┌──

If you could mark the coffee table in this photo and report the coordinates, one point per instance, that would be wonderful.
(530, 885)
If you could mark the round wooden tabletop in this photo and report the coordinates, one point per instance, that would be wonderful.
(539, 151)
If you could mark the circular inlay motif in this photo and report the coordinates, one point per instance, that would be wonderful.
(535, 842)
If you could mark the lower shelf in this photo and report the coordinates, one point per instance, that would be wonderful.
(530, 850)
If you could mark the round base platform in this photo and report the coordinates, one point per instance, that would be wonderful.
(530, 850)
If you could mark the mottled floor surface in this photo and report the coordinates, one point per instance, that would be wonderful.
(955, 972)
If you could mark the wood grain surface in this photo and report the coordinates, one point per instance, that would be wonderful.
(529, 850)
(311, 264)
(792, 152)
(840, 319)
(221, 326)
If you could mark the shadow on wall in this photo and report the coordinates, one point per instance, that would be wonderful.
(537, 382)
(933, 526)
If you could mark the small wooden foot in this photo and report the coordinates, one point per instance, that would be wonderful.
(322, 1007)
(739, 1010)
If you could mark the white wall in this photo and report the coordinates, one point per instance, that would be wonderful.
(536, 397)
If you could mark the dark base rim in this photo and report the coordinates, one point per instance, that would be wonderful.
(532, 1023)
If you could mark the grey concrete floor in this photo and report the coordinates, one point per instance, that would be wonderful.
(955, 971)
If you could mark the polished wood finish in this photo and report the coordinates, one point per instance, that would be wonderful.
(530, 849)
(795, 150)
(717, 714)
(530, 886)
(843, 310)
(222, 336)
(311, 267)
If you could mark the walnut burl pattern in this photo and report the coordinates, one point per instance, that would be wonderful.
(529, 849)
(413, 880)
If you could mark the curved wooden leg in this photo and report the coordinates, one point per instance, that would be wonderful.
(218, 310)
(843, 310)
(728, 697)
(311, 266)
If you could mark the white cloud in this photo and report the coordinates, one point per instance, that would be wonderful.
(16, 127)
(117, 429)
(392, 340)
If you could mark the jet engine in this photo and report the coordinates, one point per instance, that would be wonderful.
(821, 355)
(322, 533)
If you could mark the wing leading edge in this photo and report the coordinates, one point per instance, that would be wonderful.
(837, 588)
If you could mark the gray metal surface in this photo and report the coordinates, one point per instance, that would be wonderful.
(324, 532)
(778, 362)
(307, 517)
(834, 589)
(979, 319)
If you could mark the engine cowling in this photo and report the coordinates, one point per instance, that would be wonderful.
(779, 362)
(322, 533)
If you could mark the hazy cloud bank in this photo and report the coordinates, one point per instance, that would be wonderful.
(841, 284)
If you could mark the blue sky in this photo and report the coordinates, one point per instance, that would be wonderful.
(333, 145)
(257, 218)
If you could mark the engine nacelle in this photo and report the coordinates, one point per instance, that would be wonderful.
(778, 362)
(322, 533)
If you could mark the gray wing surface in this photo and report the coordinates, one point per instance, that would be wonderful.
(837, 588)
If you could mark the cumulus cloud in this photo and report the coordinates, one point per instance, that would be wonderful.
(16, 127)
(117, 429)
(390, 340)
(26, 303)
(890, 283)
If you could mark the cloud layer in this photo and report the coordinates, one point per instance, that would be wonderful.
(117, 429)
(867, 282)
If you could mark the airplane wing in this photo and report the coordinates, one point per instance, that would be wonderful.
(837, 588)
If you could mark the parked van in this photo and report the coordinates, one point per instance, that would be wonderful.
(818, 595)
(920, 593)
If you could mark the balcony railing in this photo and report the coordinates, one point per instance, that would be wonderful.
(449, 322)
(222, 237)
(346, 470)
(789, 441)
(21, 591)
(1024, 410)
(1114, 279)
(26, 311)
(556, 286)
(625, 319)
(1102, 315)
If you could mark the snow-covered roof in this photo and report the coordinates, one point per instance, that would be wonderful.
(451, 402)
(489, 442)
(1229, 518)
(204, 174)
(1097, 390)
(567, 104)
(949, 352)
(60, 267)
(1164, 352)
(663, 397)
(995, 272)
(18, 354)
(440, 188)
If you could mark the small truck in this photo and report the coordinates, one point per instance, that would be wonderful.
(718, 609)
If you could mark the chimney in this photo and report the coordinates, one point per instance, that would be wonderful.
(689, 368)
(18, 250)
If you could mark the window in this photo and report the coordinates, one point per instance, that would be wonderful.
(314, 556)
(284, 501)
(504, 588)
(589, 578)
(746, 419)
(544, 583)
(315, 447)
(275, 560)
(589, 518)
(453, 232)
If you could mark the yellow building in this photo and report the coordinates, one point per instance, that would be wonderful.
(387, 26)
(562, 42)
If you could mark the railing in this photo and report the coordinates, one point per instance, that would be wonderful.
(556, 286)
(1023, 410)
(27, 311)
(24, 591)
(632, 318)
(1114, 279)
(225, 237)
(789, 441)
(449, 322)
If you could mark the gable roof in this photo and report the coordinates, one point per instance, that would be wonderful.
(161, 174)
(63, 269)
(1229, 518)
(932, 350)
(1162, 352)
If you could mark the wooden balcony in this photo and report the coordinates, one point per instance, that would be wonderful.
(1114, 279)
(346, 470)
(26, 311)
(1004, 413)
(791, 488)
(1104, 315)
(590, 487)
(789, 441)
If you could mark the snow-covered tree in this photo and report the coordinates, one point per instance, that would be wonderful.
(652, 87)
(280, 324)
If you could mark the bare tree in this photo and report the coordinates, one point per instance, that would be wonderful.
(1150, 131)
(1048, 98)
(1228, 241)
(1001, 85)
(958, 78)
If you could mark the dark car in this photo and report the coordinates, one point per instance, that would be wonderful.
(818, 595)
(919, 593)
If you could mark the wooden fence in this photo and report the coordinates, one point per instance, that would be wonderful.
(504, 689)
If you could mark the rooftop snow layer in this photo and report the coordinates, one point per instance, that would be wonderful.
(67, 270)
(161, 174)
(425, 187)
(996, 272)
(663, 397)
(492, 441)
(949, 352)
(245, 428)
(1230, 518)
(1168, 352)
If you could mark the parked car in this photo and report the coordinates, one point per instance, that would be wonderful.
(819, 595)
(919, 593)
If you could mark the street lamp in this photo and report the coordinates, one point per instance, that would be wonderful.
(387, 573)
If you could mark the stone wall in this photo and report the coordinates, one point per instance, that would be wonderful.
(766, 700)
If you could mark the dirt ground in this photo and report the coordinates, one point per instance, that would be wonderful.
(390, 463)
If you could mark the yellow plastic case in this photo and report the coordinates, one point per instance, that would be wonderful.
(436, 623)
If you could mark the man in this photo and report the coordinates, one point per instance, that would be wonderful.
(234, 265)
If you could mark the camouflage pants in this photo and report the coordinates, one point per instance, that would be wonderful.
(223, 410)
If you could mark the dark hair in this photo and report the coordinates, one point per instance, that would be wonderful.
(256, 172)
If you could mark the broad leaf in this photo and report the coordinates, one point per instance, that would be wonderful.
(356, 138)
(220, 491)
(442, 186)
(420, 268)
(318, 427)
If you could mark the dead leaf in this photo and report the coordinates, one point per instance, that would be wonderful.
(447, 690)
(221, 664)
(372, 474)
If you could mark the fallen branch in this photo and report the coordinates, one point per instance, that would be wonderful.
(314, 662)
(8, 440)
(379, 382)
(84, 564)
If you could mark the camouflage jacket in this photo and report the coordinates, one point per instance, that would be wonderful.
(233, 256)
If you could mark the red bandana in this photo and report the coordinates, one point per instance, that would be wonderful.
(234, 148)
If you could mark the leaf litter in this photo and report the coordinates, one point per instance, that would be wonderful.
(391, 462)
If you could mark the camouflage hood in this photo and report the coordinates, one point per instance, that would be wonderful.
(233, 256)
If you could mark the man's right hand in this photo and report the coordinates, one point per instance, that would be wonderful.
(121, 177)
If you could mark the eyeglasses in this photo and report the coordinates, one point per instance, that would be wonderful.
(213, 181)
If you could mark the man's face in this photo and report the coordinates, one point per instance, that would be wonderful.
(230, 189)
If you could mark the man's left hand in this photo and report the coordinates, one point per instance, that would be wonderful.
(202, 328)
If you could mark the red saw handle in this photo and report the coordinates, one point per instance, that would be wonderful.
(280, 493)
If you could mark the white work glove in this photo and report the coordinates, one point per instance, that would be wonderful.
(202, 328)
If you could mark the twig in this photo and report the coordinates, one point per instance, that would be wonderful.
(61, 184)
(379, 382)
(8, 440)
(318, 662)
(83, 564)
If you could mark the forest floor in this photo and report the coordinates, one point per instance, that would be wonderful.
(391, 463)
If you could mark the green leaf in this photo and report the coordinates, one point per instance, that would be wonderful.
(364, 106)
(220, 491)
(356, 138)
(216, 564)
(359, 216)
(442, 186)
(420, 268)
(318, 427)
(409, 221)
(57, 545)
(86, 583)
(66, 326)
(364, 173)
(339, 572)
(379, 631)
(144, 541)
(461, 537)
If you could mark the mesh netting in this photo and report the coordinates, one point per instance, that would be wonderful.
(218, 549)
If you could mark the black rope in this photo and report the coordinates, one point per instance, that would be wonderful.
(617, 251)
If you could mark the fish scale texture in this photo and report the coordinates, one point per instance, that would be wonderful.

└──

» Challenge:
Retype exactly the lines from the one containing "If you could mark the twig" through the last line of the records above, including both.

» Exercise answer:
If you could mark the twig in this photo and report the coordinates, one point per instance, that would be wonderful.
(61, 184)
(379, 382)
(8, 440)
(318, 662)
(83, 564)
If you could mark the forest floor in this photo and report the coordinates, one point per instance, that would be wonderful.
(391, 463)
If you could mark the green leaf in this photo and report the coordinates, one point per instance, that would be wonderful.
(364, 106)
(220, 491)
(356, 138)
(216, 564)
(359, 216)
(442, 186)
(420, 268)
(318, 427)
(409, 221)
(57, 545)
(86, 583)
(66, 326)
(364, 173)
(339, 572)
(379, 631)
(144, 541)
(461, 537)
If you could mark the mesh netting in this photo and report the coordinates, one point per instance, that would be wonderful.
(218, 549)
If you could mark the black rope in this photo and report the coordinates, one point per instance, that would be wonderful.
(617, 251)
If you could mark the fish scale texture in this photo and report the coordinates, one point per instance, that would be wonderful.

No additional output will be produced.